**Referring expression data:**
══════

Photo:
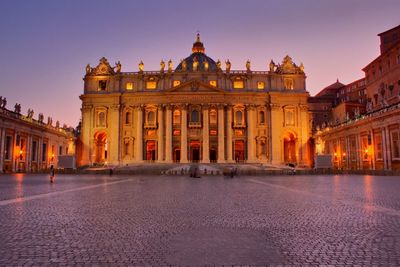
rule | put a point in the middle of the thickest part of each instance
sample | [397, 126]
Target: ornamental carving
[288, 67]
[103, 68]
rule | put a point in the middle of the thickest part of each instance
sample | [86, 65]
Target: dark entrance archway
[213, 154]
[289, 148]
[151, 150]
[177, 154]
[239, 150]
[100, 147]
[195, 150]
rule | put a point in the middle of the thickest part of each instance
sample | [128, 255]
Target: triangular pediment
[195, 86]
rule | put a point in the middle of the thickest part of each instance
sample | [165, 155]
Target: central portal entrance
[151, 150]
[195, 150]
[239, 150]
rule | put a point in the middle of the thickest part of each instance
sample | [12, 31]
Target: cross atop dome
[198, 46]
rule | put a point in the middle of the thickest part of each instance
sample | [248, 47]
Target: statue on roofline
[118, 66]
[141, 66]
[228, 65]
[248, 65]
[170, 65]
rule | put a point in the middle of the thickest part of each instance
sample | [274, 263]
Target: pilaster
[221, 134]
[184, 135]
[206, 137]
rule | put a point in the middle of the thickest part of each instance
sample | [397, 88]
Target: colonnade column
[250, 134]
[229, 134]
[387, 149]
[139, 134]
[2, 144]
[184, 136]
[206, 136]
[168, 134]
[384, 155]
[221, 134]
[160, 136]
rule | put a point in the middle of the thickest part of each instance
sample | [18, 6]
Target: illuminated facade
[366, 132]
[197, 112]
[31, 145]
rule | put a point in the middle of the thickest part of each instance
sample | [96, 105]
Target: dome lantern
[198, 46]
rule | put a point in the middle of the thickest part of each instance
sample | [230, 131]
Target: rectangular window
[238, 84]
[44, 152]
[129, 86]
[378, 146]
[395, 145]
[260, 85]
[34, 150]
[8, 148]
[151, 85]
[353, 149]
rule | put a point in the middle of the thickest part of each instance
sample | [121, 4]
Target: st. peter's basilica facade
[197, 112]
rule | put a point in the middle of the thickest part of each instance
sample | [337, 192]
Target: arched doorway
[289, 148]
[213, 154]
[100, 147]
[177, 154]
[239, 150]
[195, 150]
[151, 150]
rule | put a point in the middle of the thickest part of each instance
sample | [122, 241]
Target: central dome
[199, 56]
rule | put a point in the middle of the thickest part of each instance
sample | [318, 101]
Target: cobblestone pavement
[166, 220]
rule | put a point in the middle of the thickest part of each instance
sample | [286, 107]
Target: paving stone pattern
[213, 221]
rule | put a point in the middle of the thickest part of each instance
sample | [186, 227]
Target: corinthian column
[168, 135]
[160, 137]
[221, 135]
[139, 135]
[229, 134]
[206, 136]
[251, 148]
[184, 136]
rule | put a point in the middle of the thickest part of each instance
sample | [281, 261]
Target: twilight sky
[45, 45]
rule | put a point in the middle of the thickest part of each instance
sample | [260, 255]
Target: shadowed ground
[167, 220]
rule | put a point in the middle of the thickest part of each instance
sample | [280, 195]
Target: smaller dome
[199, 56]
[201, 59]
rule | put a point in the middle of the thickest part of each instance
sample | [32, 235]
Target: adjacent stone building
[364, 132]
[31, 145]
[196, 112]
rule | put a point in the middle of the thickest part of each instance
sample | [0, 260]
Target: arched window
[238, 117]
[261, 116]
[128, 116]
[102, 119]
[195, 116]
[213, 116]
[177, 117]
[289, 116]
[151, 117]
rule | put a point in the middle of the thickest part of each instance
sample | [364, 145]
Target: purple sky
[45, 45]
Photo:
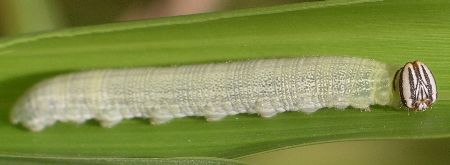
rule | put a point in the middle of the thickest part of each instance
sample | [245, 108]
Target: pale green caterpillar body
[265, 87]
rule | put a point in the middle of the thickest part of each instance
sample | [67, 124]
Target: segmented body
[214, 91]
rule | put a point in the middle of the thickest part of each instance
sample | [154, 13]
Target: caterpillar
[265, 87]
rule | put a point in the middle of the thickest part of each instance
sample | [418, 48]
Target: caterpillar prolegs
[265, 87]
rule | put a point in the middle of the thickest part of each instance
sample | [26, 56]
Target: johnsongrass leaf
[393, 31]
[36, 160]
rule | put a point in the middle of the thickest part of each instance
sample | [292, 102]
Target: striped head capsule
[417, 86]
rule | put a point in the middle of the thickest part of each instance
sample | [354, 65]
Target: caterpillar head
[416, 85]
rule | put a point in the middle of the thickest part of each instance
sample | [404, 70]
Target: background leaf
[392, 31]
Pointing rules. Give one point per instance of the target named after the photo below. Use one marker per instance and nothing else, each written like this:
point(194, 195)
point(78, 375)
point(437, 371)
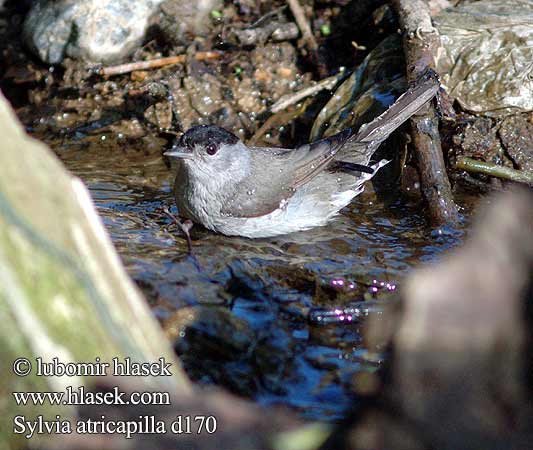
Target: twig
point(278, 31)
point(494, 170)
point(303, 24)
point(281, 118)
point(421, 42)
point(291, 99)
point(155, 63)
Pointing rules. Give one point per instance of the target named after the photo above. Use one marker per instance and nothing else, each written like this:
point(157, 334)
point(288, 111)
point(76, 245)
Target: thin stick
point(155, 63)
point(291, 99)
point(421, 42)
point(494, 170)
point(303, 24)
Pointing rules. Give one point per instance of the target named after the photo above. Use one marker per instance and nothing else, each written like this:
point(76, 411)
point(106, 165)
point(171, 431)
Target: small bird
point(259, 192)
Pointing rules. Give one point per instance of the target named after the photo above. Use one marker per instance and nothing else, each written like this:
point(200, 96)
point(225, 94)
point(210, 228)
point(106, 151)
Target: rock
point(92, 30)
point(180, 19)
point(63, 290)
point(516, 133)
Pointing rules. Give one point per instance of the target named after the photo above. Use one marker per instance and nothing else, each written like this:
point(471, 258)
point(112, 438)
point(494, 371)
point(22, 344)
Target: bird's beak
point(179, 152)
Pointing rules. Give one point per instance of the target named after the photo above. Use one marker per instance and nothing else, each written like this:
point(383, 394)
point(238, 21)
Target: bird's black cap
point(207, 135)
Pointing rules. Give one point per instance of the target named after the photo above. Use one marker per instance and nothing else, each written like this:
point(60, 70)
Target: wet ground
point(238, 310)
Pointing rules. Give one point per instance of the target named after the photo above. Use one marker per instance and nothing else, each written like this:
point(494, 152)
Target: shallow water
point(238, 309)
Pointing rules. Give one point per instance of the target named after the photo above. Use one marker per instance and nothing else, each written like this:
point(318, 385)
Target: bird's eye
point(211, 149)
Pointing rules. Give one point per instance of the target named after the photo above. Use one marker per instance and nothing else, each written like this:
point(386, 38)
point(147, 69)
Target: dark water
point(238, 309)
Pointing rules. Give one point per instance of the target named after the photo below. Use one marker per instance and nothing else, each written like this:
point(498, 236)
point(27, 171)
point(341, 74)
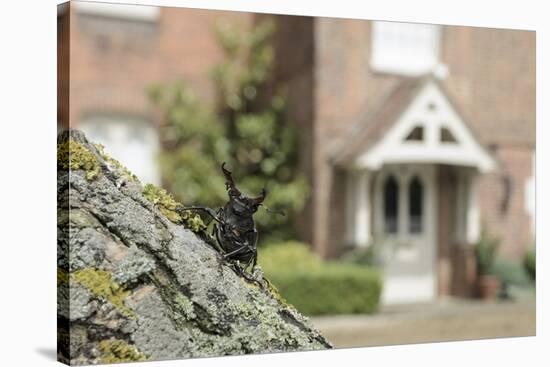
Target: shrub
point(530, 263)
point(511, 273)
point(317, 288)
point(333, 289)
point(486, 251)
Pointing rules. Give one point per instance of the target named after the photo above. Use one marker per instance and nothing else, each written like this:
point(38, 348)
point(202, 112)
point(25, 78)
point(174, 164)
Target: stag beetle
point(234, 226)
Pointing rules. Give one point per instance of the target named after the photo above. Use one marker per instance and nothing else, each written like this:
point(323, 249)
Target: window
point(404, 48)
point(416, 134)
point(416, 195)
point(446, 136)
point(132, 141)
point(122, 11)
point(391, 200)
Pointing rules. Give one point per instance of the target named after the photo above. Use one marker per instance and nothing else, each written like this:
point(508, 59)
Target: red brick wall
point(508, 221)
point(491, 80)
point(113, 60)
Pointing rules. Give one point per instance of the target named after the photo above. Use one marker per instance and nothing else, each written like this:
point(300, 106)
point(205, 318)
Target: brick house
point(413, 136)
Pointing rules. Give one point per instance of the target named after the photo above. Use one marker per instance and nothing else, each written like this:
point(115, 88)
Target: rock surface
point(134, 285)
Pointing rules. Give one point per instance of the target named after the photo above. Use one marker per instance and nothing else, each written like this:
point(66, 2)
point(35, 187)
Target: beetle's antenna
point(273, 211)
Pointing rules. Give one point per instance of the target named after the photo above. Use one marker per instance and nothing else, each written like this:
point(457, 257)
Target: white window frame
point(146, 13)
point(393, 48)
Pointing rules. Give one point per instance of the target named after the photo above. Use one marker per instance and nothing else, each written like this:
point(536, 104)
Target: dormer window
point(446, 136)
point(416, 134)
point(404, 48)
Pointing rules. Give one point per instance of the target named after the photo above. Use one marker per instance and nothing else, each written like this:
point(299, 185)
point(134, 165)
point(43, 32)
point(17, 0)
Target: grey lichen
point(134, 265)
point(142, 285)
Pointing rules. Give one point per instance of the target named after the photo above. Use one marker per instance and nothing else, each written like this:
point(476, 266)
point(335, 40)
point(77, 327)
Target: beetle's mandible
point(234, 226)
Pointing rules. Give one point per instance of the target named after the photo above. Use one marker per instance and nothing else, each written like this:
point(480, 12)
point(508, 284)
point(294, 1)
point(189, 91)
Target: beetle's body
point(235, 230)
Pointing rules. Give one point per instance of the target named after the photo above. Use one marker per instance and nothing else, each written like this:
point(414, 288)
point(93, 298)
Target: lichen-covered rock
point(136, 282)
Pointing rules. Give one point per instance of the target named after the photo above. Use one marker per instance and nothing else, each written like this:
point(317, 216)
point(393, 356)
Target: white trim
point(362, 216)
point(125, 11)
point(409, 49)
point(473, 221)
point(358, 208)
point(409, 259)
point(393, 149)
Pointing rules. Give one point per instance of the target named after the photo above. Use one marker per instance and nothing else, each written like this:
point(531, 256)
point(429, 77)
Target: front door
point(405, 231)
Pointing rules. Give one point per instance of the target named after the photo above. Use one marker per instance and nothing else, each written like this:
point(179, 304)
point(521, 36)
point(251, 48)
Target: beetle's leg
point(209, 211)
point(255, 262)
point(235, 251)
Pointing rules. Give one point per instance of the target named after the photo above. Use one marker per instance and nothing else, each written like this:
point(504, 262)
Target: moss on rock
point(114, 164)
point(167, 206)
point(116, 351)
point(62, 277)
point(74, 155)
point(99, 282)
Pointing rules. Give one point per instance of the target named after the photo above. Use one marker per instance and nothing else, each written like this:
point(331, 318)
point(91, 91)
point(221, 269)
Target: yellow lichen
point(62, 277)
point(275, 293)
point(116, 351)
point(167, 206)
point(73, 155)
point(99, 282)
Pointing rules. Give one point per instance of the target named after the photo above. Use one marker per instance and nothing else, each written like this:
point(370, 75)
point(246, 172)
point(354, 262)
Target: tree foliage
point(247, 128)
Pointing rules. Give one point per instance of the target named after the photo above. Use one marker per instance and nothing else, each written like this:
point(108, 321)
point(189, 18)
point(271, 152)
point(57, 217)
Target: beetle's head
point(241, 204)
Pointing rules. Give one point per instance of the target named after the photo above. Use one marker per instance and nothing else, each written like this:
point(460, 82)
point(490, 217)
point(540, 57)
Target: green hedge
point(530, 263)
point(317, 288)
point(512, 273)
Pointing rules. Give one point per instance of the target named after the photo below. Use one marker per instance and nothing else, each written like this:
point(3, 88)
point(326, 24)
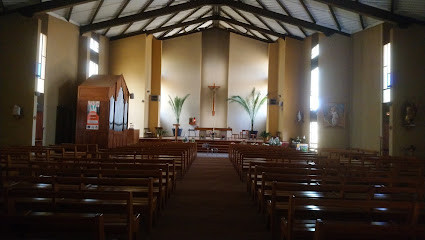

══════

**Try it:** Set down again, word for word, the stretch of records from the line with "point(429, 77)" to the line with "point(504, 262)", both of those lines included.

**Your solution:**
point(429, 77)
Target: front door
point(405, 231)
Pointing rules. Give one point per instance of the target named after the photo above. Use one marker per instance and nothing else, each written like this:
point(179, 304)
point(521, 36)
point(251, 48)
Target: beetle's leg
point(209, 211)
point(255, 262)
point(235, 251)
Pointing rules. Give one point per instance of the target named after the photo above. Use one marker per instance and nothing else, each written like this:
point(504, 262)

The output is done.